#### Text provided
MANILA, Philippines – Senator Ralph Recto said on Tuesday that the move of the Banko Sentral ng Pilipinas (BSP) to commit $1 billion from the country’s dollar reserves for the International Monetary Fund’s bailout package for European economies must be further explained.
In a statement, Recto said he is not opposing the government’s decision but said that the BSP has no sole proprietary rights over the Philippines’ dollar reserves. He added that the BSP should first request for a consensus or secure appropriation cover from Congress.
“I’m not totally opposing it but how can the government, through the BSP, lend money to IMF without authority from Congress?” Recto asked.
He added that he was willing to listen to the BSP’s explanation and why it would deny Filipinos of its claim to $1 billion worth of projects and programs that could better improve their lives.
The statement came after the BSP last week announced its plan to loan $1 billion to the IMF to be used for the stabilization of the global economy. The BSP said that the Philippines, as a member of the global community, has the obligation of ensuring global economic and financial stability.
However, Recto said that it must be made understandable by the people why such amount is being lent to the IMF while the country continues to borrow from other international lending and multilateral institutions to augment the national budget and deficit spending.
Recto added the $1-billion loan could instead be used to bankroll local projects like construction of schools, hospitals and other important infrastructure that will have more impact to the country.

#### Assignment 1
Decide whether each statement agrees with the article on the BSP loan to the IMF: (a) Recto said he opposes the government's decision. (b) The BSP planned to loan $1 billion to the IMF for the stabilization of the global economy. (c) Recto said the $1 billion could instead fund the construction of schools and hospitals.
#### Assignment 2
Swap "Congress" for "the legislature" in the article on the BSP loan to the IMF, and write out the passage from "In a statement, Recto" up to and including "and financial stability." with that change.
The rows after the article are not needed and can be left aside.

(Data extracted from a collection)
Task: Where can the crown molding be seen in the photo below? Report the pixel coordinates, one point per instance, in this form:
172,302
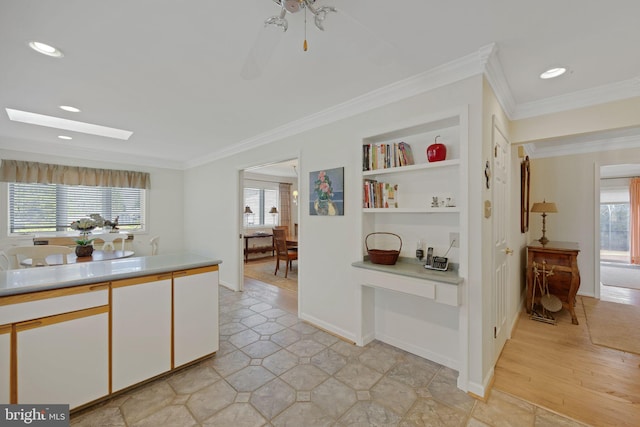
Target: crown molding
548,149
585,98
451,72
495,76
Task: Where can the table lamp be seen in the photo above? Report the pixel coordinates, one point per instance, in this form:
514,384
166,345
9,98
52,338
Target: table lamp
544,208
247,212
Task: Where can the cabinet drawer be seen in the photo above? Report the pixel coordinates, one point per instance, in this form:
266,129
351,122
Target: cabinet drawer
443,293
18,308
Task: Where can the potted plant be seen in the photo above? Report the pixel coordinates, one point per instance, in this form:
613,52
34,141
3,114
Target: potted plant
84,247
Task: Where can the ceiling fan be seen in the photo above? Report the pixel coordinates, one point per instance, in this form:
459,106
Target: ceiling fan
266,42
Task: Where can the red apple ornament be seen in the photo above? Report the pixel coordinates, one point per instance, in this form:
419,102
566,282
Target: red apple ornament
436,152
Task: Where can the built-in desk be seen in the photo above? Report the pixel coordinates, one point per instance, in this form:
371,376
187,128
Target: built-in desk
565,281
410,307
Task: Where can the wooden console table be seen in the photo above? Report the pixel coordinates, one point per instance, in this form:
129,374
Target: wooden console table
565,281
261,249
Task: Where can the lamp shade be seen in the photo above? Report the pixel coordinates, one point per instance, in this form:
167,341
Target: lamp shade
544,207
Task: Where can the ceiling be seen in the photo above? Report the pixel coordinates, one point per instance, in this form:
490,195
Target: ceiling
170,71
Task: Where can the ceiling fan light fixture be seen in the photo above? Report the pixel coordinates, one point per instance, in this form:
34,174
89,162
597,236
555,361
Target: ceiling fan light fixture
45,49
553,72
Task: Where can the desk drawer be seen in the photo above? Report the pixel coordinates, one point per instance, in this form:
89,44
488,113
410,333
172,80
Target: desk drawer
18,308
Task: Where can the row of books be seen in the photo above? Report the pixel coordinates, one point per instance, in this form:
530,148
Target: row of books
382,156
379,194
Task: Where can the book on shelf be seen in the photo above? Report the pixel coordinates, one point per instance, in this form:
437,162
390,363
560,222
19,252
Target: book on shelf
385,156
379,194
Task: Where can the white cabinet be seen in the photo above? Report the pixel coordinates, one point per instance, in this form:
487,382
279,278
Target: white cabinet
5,363
195,312
64,358
141,329
61,345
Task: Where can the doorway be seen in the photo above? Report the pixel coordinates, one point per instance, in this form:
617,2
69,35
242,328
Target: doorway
269,196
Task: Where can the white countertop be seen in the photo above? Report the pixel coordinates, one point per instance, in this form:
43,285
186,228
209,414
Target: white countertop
61,276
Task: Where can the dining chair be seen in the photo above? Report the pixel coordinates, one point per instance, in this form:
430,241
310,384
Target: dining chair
282,251
292,246
4,261
38,254
154,245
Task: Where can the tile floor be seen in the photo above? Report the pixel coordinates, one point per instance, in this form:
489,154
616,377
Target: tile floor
274,370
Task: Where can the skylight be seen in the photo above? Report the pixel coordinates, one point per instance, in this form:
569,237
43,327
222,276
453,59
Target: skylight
72,125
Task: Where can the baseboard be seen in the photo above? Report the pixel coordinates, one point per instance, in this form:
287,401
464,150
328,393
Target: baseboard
333,329
420,351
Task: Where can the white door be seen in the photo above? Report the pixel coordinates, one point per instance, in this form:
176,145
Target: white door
501,250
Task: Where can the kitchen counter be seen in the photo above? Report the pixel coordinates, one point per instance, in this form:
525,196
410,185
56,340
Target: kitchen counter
27,280
412,268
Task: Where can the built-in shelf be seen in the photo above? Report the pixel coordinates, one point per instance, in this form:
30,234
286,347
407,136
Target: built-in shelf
412,168
453,209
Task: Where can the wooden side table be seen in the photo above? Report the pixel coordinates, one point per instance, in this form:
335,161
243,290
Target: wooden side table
261,249
565,281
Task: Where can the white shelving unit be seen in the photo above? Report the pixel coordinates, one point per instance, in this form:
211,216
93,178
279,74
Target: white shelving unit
418,217
406,305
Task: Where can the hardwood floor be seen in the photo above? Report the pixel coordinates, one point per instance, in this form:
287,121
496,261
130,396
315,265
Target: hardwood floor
558,368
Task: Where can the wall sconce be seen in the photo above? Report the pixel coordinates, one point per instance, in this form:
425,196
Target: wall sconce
544,207
274,212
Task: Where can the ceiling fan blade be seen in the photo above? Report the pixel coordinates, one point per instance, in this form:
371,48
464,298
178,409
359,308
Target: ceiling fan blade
261,52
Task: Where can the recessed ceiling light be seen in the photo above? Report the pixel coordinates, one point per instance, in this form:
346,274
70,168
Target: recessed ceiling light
553,72
45,49
70,108
72,125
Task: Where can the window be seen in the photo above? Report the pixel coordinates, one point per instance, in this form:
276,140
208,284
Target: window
52,207
614,226
260,200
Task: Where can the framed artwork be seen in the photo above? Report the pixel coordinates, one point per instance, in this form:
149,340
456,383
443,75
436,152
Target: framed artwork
326,192
525,178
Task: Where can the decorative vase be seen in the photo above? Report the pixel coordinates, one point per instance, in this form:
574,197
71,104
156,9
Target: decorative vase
84,251
437,151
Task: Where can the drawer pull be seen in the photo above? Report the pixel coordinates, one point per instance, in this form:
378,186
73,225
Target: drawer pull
30,324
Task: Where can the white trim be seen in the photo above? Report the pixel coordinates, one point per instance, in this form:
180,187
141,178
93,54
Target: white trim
581,146
330,327
593,96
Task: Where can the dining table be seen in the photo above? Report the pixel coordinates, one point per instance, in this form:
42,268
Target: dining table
97,255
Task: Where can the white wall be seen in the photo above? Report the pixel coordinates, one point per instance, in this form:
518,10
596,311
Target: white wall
164,206
570,182
328,245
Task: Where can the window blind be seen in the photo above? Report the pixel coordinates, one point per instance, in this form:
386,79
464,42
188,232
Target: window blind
53,207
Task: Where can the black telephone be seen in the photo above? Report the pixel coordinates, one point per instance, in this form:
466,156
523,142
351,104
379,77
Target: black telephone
440,263
429,257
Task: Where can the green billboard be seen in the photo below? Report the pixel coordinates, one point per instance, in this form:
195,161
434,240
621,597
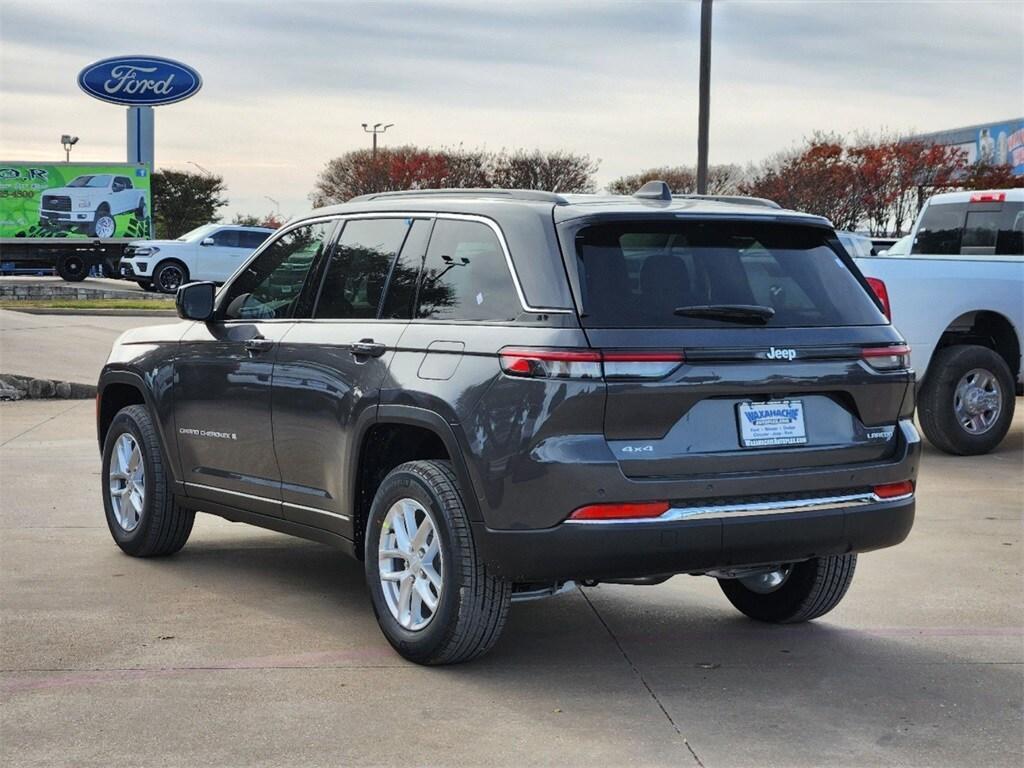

#### Answer box 1
(a) No: "he is not opposing the government’s decision"
(b) Yes: "its plan to loan $1 billion to the IMF to be used for the stabilization of the global economy"
(c) Yes: "construction of schools, hospitals and other important infrastructure"

#### Answer box 2
In a statement, Recto said he is not opposing the government’s decision but said that the BSP has no sole proprietary rights over the Philippines’ dollar reserves. He added that the BSP should first request for a consensus or secure appropriation cover from the legislature.
“I’m not totally opposing it but how can the government, through the BSP, lend money to IMF without authority from the legislature?” Recto asked.
He added that he was willing to listen to the BSP’s explanation and why it would deny Filipinos of its claim to $1 billion worth of projects and programs that could better improve their lives.
The statement came after the BSP last week announced its plan to loan $1 billion to the IMF to be used for the stabilization of the global economy. The BSP said that the Philippines, as a member of the global community, has the obligation of ensuring global economic and financial stability.